◆ **Brief**: Pull out every line of the listing below that contains the word "beige".

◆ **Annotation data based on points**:
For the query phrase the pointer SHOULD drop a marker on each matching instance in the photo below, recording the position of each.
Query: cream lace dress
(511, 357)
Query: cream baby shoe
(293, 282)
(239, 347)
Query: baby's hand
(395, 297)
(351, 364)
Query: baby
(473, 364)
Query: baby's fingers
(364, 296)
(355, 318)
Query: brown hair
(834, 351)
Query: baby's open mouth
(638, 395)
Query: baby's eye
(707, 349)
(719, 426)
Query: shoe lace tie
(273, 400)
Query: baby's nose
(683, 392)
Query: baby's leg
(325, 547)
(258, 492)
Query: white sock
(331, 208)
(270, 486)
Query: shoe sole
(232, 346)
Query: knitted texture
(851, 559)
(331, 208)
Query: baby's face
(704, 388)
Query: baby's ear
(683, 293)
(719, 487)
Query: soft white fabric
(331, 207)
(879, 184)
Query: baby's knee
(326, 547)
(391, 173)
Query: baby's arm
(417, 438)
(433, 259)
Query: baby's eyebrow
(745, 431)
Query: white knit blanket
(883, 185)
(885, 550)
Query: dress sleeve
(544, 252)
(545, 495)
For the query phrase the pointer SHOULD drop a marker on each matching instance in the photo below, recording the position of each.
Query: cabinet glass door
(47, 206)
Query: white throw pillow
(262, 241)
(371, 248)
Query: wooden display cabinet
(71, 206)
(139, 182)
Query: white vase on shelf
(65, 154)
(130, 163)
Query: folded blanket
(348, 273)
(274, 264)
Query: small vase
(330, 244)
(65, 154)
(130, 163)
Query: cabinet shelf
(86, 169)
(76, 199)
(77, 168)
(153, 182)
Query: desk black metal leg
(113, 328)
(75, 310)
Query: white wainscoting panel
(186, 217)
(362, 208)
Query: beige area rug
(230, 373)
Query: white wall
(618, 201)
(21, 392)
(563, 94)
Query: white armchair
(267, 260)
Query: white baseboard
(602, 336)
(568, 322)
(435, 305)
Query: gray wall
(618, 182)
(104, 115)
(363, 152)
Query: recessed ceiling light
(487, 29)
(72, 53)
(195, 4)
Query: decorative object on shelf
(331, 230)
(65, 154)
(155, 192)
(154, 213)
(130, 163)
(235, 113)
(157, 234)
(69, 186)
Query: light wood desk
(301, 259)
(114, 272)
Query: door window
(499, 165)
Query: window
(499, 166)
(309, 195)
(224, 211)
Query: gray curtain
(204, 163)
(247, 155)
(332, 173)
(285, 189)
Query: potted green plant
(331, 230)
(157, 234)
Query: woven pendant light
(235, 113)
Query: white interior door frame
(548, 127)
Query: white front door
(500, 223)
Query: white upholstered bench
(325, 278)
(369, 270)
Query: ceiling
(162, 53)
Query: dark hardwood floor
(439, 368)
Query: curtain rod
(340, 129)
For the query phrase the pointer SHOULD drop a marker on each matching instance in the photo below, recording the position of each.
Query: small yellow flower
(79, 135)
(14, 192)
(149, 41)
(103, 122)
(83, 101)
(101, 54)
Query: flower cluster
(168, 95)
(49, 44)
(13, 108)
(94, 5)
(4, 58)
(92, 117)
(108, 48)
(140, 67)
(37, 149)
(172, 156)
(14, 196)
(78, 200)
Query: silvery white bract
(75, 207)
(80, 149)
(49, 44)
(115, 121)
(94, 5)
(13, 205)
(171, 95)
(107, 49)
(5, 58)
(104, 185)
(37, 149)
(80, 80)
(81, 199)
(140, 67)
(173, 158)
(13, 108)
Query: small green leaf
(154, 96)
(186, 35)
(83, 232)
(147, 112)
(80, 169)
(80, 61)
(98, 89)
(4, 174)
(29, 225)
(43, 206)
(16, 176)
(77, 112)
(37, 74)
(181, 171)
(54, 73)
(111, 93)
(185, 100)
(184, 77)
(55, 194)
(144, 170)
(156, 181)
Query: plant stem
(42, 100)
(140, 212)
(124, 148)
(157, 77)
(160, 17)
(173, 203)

* * *

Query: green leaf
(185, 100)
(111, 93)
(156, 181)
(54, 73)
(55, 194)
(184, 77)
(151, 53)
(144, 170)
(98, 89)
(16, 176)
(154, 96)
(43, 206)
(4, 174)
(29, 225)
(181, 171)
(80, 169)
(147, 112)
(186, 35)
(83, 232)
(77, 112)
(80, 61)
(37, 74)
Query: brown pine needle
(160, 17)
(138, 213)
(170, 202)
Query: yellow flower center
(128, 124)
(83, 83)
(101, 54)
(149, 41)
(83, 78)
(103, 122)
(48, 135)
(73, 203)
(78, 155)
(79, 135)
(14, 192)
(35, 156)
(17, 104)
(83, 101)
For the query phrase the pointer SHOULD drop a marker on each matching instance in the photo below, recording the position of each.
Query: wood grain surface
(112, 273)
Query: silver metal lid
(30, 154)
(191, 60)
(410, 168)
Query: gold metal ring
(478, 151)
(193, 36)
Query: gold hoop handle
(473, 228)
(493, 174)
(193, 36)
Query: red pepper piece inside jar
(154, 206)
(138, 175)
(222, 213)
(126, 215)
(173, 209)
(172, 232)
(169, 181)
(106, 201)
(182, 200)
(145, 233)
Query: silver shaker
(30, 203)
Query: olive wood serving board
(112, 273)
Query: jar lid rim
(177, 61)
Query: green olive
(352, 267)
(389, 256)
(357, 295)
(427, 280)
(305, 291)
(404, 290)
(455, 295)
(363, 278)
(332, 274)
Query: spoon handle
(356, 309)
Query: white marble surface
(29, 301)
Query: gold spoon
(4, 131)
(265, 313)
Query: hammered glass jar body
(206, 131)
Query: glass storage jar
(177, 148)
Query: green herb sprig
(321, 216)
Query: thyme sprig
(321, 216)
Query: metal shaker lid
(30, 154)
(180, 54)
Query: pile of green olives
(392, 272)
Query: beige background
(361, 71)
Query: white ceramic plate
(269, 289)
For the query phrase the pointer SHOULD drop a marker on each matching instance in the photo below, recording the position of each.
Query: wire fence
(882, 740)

◆ **Answer to the exercise**:
Query: beige area rug
Query: beige background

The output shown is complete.